Dataset records about object locations
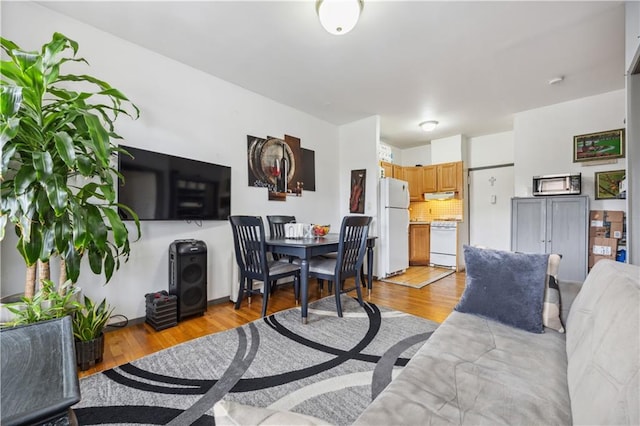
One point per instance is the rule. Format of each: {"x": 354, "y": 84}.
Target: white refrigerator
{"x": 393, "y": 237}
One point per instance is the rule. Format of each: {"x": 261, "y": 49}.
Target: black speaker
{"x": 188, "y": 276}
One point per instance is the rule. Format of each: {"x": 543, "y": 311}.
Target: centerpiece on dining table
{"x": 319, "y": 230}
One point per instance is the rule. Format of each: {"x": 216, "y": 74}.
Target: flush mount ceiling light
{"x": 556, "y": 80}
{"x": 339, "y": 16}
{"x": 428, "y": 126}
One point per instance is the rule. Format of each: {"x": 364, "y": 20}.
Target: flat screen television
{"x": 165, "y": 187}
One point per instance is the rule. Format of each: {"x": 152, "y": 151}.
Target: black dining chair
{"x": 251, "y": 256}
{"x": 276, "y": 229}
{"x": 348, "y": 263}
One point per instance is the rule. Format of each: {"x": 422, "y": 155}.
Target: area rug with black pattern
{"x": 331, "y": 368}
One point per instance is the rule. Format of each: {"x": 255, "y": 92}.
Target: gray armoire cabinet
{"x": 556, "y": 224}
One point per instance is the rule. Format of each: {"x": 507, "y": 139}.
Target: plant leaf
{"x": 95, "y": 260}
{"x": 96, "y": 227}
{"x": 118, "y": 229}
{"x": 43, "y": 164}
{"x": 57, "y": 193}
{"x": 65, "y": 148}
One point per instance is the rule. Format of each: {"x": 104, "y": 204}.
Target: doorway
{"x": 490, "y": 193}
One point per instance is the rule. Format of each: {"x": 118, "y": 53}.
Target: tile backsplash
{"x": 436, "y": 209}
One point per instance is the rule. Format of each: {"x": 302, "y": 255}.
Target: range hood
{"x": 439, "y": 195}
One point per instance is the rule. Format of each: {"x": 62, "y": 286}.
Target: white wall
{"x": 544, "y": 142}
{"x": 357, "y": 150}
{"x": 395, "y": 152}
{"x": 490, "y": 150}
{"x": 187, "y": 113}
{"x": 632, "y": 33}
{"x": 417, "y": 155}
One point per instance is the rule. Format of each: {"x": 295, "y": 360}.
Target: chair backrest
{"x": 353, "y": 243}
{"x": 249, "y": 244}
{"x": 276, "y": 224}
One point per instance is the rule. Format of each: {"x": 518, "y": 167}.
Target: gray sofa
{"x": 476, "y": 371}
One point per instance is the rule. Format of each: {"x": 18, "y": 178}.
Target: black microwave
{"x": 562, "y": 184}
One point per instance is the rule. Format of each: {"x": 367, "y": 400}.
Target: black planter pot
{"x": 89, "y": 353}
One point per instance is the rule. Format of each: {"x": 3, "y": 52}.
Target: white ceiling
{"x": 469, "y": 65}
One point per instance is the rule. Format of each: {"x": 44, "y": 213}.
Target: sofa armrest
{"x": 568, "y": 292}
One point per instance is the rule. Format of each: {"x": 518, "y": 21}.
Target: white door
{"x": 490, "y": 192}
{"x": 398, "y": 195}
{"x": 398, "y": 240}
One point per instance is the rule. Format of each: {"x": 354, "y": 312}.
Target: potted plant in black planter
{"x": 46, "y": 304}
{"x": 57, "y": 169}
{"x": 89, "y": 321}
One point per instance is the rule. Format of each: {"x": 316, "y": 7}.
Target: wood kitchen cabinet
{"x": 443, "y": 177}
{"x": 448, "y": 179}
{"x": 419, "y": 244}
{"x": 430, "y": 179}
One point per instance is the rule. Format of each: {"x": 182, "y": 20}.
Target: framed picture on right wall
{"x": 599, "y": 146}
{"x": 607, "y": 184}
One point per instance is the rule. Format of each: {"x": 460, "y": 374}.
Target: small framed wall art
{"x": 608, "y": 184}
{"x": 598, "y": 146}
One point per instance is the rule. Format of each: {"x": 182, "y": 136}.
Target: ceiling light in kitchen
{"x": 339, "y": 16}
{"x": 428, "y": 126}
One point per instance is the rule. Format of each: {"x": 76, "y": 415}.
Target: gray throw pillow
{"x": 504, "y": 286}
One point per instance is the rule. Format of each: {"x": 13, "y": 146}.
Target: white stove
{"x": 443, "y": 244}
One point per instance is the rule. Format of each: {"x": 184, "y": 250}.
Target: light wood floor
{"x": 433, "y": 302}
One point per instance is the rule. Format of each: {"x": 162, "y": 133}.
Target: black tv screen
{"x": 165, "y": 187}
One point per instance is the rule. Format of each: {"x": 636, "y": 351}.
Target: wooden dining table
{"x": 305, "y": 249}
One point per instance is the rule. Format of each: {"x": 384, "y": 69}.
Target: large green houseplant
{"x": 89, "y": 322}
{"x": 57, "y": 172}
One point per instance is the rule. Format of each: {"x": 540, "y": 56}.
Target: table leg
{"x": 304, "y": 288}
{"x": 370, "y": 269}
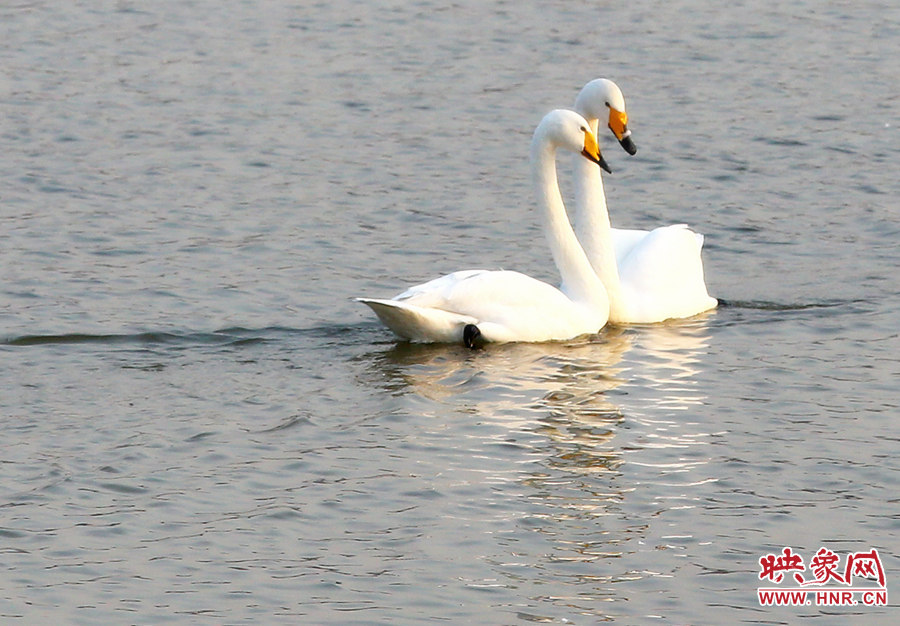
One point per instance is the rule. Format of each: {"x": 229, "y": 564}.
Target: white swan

**WHAT TO WORK ON:**
Copy every entry word for word, but omit the pictures.

**FULL RESPONSE:**
One point per instance is the rule. Format of each: {"x": 354, "y": 84}.
Target: white refrigerator
{"x": 393, "y": 237}
One point per instance is the rule. Format of each: {"x": 261, "y": 49}.
Target: black speaker
{"x": 188, "y": 276}
One point per instance is the rule. Format of each: {"x": 543, "y": 311}.
Target: centerpiece on dining table
{"x": 319, "y": 230}
One point per instance is the rule. Format of each: {"x": 216, "y": 74}.
Target: flush mount ceiling light
{"x": 556, "y": 80}
{"x": 339, "y": 16}
{"x": 428, "y": 126}
One point per instance is the rule. Format of each: {"x": 364, "y": 20}.
Target: flat screen television
{"x": 165, "y": 187}
One point per instance is the rule. Format of each: {"x": 152, "y": 151}.
Target: black dining chair
{"x": 251, "y": 256}
{"x": 276, "y": 229}
{"x": 348, "y": 263}
One point per instance is the rule. Format of each: {"x": 422, "y": 155}.
Target: area rug with black pattern
{"x": 331, "y": 368}
One point per instance is the rule. Format of each: {"x": 255, "y": 92}.
Target: gray armoire cabinet
{"x": 556, "y": 224}
One point per instance is the rule. Format of each: {"x": 507, "y": 139}.
Target: plant leaf
{"x": 95, "y": 260}
{"x": 96, "y": 227}
{"x": 118, "y": 229}
{"x": 43, "y": 164}
{"x": 57, "y": 193}
{"x": 65, "y": 148}
One point per instance is the rule. Format of each: {"x": 104, "y": 204}.
Target: doorway
{"x": 490, "y": 193}
One point per instance is the rule. Format of each: {"x": 118, "y": 53}.
Target: tile backsplash
{"x": 436, "y": 209}
One point per instance is the rule. Format of each: {"x": 302, "y": 255}.
Target: range hood
{"x": 439, "y": 195}
One point per instance is the rule. Format of each: {"x": 62, "y": 286}.
Target: white wall
{"x": 544, "y": 142}
{"x": 357, "y": 150}
{"x": 395, "y": 152}
{"x": 490, "y": 150}
{"x": 187, "y": 113}
{"x": 632, "y": 33}
{"x": 417, "y": 155}
One point per instance is the rule. Format of each: {"x": 295, "y": 360}.
Target: chair backrest
{"x": 353, "y": 243}
{"x": 249, "y": 244}
{"x": 276, "y": 224}
One point per instance is the rule. Format of each: {"x": 518, "y": 167}.
Target: gray sofa
{"x": 476, "y": 371}
One point per instance is the rule. Format of each: {"x": 18, "y": 178}.
Target: black microwave
{"x": 562, "y": 184}
One point per instance is the rule. Format of each: {"x": 367, "y": 400}.
Target: black planter pot
{"x": 89, "y": 353}
One point per instance is the rule. Format of each: {"x": 3, "y": 52}.
Target: white ceiling
{"x": 469, "y": 65}
One point per instance is the rule. Format of each: {"x": 44, "y": 213}.
Target: sofa armrest
{"x": 568, "y": 292}
One point per instance is the rule. Format of each: {"x": 518, "y": 21}.
Target: white door
{"x": 490, "y": 192}
{"x": 398, "y": 195}
{"x": 398, "y": 240}
One point per instance is the rule. Format of each: {"x": 354, "y": 312}.
Target: potted plant in black planter
{"x": 46, "y": 304}
{"x": 57, "y": 169}
{"x": 89, "y": 321}
One point per instance is the rule. Format of each: {"x": 316, "y": 7}.
Target: wood kitchen cabinet
{"x": 443, "y": 177}
{"x": 448, "y": 179}
{"x": 419, "y": 244}
{"x": 430, "y": 179}
One point per instance is the rule. Format of each: {"x": 182, "y": 20}.
Target: framed picture on right wall
{"x": 599, "y": 146}
{"x": 607, "y": 184}
One point per instance is the rule. Format of each: {"x": 460, "y": 374}.
Target: small framed wall art
{"x": 608, "y": 184}
{"x": 598, "y": 146}
One point per instance is the rule. Format of each: {"x": 182, "y": 136}.
Target: ceiling light in kitchen
{"x": 339, "y": 16}
{"x": 428, "y": 126}
One point per instance is the rule. Format of each: {"x": 76, "y": 415}.
Target: gray throw pillow
{"x": 504, "y": 286}
One point per instance is the rule. Format of each: {"x": 13, "y": 146}.
Target: white stove
{"x": 443, "y": 244}
One point per instance is the rule. Format of each: {"x": 184, "y": 250}.
Target: light wood floor
{"x": 433, "y": 302}
One point per instance is the rule. Format of each: {"x": 162, "y": 133}.
Target: black tv screen
{"x": 165, "y": 187}
One point per instance is the rule. Format of each: {"x": 636, "y": 351}.
Target: wooden dining table
{"x": 305, "y": 249}
One point per instance is the rule. Format of each: {"x": 384, "y": 69}.
Target: large green houseplant
{"x": 89, "y": 322}
{"x": 57, "y": 172}
One point per instance is the rule. Format of each: {"x": 540, "y": 56}.
Target: table leg
{"x": 304, "y": 288}
{"x": 370, "y": 269}
One point per instance is the rule. Format of each: {"x": 229, "y": 564}.
Target: white swan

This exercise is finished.